(Beginning of Supplied passage)

The British captured some of the coastal areas of Sri Lanka in 1796.
In 1802, they launched The Ceylon Government Gazette to publish British government notices in the areas under their control. This was one of the series of papers launched by the British in their crown colonies, including Calcutta Gazette (1784), St. Lucia Gazette (1780), Cape Town Gazette and African Advertiser (1800), etc.
The first issue of the Ceylon Gazette appeared on 15 March 1802.
It was printed by Frans de Bruin at the renovated press built in 1737 by the Dutch, who controlled the coastal areas of the island until 1796.
A Tamil version of the Gazette was started in 1806, and a Sinhala version in 1814.

In 1972 the Sri Lankan government of Sirimavo Bandaranaike adopted a new Sri Lankan constitution and repudiated Dominion status.
The paper ceased publication that year after issue 15,011. Publication resumed after adoption of the 1978 constitution by the J. R. Jayewardene government. In 2011, the Sri Lankan government announced that it would revoke a Gazette notification by the British government dating back to 1818, which named and shamed the key conspirators of the Great Rebellion of 1817–1818, the first struggle by Ceylonese ( Kandyan Sinhalese) to gain independence from Britain.

(End of Supplied passage)
(Beginning of Source material)

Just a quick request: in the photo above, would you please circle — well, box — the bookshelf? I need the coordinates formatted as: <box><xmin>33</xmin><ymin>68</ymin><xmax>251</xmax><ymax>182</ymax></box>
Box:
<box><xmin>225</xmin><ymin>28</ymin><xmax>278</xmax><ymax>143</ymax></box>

(End of Source material)

[Aim of the task] Pick up the passage on the Ceylon Government Gazette after its last sentence and continue it.

[Expected output]
==Function==
The Gazette is published in Sinhala, Tamil, and English which are the three official languages of Sri Lanka. It publishes promulgated bills, presidential decrees, governmental ordinances, major legal acts as well as vacancies, government exams, requests for tender, changes of names, company registrations and deregistrations, land restitution notices, liquor licence applications, transport permits and auctions announced by various government departments.

Part I – Section (I) is for proclamations, appointments etc. Section (IIB) is for tenders and auction sales. Section (IIA) is for exams, vacancies, etc. Initially, the Gazette was published on Mondays. Now it is published every Friday.